What needs to be done: This exercise asks for every record to be output again exactly.

+ + + +

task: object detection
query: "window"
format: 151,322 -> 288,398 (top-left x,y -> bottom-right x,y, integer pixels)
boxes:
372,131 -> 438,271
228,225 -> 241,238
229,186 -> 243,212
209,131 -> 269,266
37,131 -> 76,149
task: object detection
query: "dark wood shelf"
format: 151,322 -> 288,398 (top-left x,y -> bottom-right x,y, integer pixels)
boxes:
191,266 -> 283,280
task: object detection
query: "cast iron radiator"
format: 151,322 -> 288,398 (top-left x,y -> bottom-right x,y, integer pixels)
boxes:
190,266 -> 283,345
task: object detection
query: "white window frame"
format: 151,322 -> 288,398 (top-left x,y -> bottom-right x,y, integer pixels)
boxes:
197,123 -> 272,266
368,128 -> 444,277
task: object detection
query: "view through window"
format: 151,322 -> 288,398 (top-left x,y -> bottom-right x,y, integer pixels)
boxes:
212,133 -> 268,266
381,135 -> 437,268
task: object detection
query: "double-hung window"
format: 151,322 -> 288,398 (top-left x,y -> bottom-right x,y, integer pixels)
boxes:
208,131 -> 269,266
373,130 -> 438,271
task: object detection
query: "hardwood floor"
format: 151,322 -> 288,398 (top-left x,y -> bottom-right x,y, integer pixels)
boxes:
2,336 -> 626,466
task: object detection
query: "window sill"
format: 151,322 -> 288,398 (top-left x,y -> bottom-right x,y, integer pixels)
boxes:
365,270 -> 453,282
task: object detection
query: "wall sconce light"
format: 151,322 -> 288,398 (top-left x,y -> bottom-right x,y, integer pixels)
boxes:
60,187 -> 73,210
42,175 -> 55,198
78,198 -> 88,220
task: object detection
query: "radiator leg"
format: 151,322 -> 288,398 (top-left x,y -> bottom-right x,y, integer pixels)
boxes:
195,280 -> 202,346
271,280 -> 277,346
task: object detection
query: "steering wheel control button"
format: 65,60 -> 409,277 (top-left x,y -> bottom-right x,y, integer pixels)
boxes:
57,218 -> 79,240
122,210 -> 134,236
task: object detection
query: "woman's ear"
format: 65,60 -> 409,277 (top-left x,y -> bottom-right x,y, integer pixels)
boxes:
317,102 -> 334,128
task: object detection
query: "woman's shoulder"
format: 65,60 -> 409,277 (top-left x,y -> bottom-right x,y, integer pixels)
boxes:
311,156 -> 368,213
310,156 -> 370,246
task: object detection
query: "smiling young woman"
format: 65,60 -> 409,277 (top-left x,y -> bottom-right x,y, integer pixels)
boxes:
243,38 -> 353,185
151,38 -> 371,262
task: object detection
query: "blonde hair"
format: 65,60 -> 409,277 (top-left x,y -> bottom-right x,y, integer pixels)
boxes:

+ + + +

Exercise solution:
task: object detection
query: "window"
format: 151,322 -> 288,398 (top-left x,y -> bottom-right x,y, integer pixels)
boxes:
372,131 -> 438,271
228,225 -> 241,238
229,186 -> 243,212
209,131 -> 269,266
37,131 -> 76,149
task: object detection
query: "dark wood shelf"
format: 151,322 -> 288,398 (top-left x,y -> bottom-right x,y, integer pixels)
boxes:
191,266 -> 283,280
task: object detection
query: "cast iron radiator"
format: 151,322 -> 288,398 (top-left x,y -> bottom-right x,y, integer pixels)
boxes:
190,266 -> 283,345
task: object detection
query: "white window frame"
format: 151,322 -> 288,398 (top-left x,y -> bottom-right x,y, integer pixels)
boxes:
197,123 -> 272,266
368,128 -> 444,277
task: object detection
query: "view through window"
format: 151,322 -> 288,398 (top-left x,y -> bottom-right x,y, integer pixels)
boxes:
212,133 -> 268,266
381,135 -> 437,268
task: object detection
query: "double-hung window"
format: 151,322 -> 288,398 (top-left x,y -> bottom-right x,y, integer pixels)
boxes:
208,131 -> 269,266
373,130 -> 438,271
task: object detection
query: "hardwood floor"
format: 151,322 -> 288,398 (top-left x,y -> bottom-right x,y, integer pixels)
boxes:
2,336 -> 626,466
task: object detection
query: "window sill"
format: 151,322 -> 288,398 (top-left x,y -> bottom-right x,y, integer pixels)
boxes:
365,270 -> 453,282
task: object detection
query: "wall sconce light"
format: 151,322 -> 288,398 (top-left x,y -> bottom-right x,y, integer pixels)
boxes:
60,187 -> 73,210
42,175 -> 55,198
78,198 -> 88,220
task: object detection
query: "radiator leg"
format: 151,322 -> 288,398 (top-left x,y -> bottom-right x,y, integer pixels)
boxes:
195,280 -> 202,346
271,280 -> 277,346
task: object detection
query: "steering wheel control button"
format: 65,60 -> 409,277 (top-left x,y -> bottom-right x,y, integer pixels)
boxes:
57,218 -> 79,240
122,210 -> 134,236
task: object detection
query: "woman's ear"
format: 65,60 -> 409,277 (top-left x,y -> bottom-right x,y, integer pixels)
boxes:
317,102 -> 334,128
task: object detection
query: "woman's shoulder"
format: 65,60 -> 409,277 (top-left x,y -> bottom-right x,y, integer pixels)
boxes:
311,156 -> 368,213
310,156 -> 370,246
task: object detection
query: "smiling young woman"
format: 65,60 -> 409,277 (top-left x,y -> bottom-right x,y, integer pixels)
boxes:
243,38 -> 353,185
151,38 -> 371,262
task: object detection
query: "blonde hair"
format: 65,60 -> 409,277 (top-left x,y -> bottom-right x,y, integer pixels)
boxes:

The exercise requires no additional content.